- [What the task asks]: How many lines of the data include the string "positive"? State that number alone.
*** Opening Supplied material ***
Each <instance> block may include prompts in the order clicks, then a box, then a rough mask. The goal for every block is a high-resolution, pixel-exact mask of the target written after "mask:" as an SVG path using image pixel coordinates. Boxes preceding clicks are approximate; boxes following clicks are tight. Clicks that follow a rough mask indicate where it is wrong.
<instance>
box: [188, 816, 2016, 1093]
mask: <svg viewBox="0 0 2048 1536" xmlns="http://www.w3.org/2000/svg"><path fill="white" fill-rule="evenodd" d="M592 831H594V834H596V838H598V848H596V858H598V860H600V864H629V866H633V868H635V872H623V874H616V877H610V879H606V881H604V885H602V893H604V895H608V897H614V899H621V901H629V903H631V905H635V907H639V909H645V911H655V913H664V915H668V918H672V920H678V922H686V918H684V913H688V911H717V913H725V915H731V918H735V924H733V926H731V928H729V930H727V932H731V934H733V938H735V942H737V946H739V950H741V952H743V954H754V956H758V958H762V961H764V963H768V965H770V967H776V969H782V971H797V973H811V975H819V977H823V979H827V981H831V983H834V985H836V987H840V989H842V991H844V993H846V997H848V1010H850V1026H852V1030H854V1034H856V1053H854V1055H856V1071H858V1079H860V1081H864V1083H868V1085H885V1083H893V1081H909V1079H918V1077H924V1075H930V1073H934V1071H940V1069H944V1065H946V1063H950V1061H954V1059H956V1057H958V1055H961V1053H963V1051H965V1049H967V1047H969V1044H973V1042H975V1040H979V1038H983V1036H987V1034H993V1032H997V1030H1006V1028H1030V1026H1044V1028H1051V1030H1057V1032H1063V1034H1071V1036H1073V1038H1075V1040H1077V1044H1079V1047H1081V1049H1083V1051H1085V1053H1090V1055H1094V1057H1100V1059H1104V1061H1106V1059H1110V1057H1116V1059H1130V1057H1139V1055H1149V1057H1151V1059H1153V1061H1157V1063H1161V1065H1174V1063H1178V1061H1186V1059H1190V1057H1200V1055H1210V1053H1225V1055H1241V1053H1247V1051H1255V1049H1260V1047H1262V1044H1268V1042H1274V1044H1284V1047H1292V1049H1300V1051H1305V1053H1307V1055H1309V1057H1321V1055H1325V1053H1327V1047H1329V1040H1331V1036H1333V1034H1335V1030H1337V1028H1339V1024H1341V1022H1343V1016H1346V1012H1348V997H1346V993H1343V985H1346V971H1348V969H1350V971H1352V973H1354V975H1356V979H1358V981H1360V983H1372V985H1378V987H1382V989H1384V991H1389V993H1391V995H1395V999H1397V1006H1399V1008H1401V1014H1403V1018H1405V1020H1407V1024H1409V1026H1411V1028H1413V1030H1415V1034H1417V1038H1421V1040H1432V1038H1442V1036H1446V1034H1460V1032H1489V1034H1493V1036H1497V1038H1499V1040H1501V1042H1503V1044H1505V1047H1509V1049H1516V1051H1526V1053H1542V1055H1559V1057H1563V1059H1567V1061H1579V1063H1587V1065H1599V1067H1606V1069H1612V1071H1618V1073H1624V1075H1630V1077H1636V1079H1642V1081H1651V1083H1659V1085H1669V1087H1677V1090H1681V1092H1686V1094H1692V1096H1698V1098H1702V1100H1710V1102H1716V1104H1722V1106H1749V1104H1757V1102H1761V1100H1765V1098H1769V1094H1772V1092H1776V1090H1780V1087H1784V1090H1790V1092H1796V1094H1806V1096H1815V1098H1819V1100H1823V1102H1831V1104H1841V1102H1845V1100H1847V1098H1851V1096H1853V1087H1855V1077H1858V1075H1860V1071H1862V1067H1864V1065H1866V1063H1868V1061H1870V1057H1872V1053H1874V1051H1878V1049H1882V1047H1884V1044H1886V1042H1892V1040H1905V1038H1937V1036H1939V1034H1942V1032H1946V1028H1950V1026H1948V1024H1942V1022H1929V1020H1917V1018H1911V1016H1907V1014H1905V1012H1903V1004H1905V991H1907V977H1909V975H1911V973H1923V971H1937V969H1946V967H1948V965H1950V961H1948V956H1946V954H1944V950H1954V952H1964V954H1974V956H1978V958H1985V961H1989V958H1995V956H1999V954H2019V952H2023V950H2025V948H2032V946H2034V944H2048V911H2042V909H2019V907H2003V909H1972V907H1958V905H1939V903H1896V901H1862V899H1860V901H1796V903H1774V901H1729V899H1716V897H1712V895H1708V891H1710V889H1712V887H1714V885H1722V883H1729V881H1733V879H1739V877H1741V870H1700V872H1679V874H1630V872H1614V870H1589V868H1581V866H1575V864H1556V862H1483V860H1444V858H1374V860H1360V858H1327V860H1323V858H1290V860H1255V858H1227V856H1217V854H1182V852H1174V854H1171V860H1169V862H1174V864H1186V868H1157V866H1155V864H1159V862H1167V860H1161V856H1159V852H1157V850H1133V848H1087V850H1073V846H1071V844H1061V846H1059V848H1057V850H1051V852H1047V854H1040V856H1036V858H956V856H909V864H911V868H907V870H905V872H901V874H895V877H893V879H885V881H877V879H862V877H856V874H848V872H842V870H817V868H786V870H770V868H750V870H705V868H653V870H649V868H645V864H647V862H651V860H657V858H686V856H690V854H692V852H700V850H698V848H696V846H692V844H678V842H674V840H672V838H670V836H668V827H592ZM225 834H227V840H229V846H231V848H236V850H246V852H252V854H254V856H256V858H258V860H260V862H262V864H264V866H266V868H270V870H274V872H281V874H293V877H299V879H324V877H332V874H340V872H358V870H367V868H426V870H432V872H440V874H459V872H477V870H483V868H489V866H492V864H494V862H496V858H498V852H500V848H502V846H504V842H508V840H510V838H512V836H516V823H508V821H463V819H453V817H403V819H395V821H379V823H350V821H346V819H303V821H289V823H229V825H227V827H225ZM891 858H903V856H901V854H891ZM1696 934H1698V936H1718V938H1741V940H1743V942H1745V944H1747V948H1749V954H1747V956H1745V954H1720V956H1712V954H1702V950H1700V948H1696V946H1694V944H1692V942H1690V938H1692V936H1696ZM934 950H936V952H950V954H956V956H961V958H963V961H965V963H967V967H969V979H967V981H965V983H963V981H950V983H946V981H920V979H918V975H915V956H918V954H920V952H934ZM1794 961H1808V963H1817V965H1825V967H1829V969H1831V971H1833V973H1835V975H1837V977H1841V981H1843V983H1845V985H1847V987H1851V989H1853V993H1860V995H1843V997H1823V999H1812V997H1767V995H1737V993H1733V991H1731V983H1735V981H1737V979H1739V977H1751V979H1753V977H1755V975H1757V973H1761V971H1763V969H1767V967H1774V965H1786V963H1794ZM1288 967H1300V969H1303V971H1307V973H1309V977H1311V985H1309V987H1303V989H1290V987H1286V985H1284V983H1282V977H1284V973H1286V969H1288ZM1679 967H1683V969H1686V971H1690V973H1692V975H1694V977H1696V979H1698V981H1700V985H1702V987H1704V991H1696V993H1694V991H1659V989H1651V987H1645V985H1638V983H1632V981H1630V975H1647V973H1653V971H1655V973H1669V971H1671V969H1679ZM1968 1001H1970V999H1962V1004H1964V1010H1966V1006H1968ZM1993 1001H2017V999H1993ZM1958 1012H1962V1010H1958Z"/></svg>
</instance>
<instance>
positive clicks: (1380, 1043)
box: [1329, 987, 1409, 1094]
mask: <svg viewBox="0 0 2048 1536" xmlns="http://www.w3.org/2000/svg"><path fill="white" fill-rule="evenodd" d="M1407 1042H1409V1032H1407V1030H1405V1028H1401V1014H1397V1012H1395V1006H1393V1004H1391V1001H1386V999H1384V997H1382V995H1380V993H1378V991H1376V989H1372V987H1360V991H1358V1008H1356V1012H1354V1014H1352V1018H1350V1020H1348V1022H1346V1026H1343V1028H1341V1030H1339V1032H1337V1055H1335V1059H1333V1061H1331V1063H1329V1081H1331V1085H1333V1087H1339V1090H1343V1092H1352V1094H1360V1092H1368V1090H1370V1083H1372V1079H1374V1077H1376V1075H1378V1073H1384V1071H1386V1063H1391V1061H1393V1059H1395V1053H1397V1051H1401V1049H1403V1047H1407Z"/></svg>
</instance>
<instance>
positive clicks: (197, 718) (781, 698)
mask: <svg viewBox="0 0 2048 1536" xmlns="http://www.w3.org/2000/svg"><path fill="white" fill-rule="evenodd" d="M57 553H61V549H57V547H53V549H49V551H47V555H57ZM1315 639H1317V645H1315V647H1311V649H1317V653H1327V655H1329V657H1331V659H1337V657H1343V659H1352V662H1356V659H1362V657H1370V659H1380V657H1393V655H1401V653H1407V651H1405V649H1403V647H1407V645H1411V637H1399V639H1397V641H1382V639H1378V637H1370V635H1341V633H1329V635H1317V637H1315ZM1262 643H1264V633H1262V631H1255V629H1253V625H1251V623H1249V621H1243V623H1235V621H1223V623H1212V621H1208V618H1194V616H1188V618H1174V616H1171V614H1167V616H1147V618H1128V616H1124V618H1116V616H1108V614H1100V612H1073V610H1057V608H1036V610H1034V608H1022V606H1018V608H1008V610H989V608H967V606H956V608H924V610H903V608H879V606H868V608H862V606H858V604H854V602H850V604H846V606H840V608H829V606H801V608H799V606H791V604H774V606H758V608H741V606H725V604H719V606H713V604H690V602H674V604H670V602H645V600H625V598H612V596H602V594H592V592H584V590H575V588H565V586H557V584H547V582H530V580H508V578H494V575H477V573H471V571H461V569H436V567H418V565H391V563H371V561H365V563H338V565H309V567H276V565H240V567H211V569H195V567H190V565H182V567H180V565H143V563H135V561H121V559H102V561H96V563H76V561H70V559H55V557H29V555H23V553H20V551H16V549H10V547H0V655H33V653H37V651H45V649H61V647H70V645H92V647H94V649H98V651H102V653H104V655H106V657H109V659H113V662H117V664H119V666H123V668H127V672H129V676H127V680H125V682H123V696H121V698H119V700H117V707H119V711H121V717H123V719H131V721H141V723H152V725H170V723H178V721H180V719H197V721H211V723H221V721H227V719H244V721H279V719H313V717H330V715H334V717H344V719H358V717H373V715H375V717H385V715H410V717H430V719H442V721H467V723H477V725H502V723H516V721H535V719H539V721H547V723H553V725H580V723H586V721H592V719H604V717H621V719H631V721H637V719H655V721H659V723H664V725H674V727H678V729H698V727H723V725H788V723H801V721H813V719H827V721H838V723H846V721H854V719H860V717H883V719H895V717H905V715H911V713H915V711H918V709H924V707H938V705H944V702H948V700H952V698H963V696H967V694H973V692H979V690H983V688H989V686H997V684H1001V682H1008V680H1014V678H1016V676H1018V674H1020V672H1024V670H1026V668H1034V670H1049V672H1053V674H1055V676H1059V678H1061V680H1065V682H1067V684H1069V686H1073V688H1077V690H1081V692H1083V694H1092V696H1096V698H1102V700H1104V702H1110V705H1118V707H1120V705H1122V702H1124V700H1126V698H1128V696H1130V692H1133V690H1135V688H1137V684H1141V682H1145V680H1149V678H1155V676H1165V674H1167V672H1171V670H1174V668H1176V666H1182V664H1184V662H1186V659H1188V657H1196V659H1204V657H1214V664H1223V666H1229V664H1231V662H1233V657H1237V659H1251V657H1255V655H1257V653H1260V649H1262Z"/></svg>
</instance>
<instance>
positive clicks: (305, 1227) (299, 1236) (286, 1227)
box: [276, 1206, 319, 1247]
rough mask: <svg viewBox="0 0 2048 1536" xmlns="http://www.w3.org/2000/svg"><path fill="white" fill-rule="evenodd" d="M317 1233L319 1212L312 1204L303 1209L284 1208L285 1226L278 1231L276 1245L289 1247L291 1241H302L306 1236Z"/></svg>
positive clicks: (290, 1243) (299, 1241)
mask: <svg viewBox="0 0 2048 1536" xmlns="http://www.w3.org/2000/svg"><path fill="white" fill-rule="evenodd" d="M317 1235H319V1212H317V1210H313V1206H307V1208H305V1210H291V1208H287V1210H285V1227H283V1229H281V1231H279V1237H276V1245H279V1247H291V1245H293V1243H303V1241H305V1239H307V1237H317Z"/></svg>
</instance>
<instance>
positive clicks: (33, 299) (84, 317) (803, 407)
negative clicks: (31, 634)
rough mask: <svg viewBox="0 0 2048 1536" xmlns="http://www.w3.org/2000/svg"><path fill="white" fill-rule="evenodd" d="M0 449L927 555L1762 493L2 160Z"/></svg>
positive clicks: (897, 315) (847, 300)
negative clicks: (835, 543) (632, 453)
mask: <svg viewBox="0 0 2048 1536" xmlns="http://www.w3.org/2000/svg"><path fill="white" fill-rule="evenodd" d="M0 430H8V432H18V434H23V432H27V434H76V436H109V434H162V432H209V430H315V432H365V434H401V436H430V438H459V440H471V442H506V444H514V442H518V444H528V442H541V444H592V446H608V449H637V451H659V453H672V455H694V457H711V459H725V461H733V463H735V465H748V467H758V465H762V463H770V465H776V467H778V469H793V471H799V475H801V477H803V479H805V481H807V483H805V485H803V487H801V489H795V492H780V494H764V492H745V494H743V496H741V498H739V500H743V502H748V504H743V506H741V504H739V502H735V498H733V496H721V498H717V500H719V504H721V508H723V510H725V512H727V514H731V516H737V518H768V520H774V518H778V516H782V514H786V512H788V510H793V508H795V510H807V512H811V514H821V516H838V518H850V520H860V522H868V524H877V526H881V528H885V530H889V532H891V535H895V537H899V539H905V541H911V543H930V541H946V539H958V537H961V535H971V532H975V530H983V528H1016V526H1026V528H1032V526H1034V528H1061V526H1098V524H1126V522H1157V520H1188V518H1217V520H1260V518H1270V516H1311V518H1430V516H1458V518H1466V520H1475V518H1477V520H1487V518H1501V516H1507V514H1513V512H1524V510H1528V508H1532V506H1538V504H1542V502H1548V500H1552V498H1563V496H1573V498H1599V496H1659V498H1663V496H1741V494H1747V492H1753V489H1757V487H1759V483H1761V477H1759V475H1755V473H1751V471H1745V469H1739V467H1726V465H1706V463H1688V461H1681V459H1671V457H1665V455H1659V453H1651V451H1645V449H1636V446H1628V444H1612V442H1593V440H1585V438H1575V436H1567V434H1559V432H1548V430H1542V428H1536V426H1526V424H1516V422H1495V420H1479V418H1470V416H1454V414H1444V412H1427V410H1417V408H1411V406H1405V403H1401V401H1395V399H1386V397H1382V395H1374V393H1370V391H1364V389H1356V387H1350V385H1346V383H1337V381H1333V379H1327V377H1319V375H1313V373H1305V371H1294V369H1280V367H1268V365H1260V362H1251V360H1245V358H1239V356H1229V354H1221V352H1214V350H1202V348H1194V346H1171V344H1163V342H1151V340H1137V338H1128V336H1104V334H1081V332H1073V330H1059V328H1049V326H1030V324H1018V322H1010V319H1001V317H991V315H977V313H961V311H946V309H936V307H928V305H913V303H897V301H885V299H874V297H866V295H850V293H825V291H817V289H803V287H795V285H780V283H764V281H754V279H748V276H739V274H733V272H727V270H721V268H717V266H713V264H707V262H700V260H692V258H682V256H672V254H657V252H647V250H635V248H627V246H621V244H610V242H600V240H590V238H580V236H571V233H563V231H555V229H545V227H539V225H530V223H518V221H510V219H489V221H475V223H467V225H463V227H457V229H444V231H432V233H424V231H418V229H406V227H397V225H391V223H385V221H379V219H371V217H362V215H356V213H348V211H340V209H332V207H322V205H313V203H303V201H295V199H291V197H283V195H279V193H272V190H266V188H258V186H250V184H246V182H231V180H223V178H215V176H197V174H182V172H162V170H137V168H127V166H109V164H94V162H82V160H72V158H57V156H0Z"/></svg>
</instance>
*** Closing Supplied material ***
- [Task result]: 6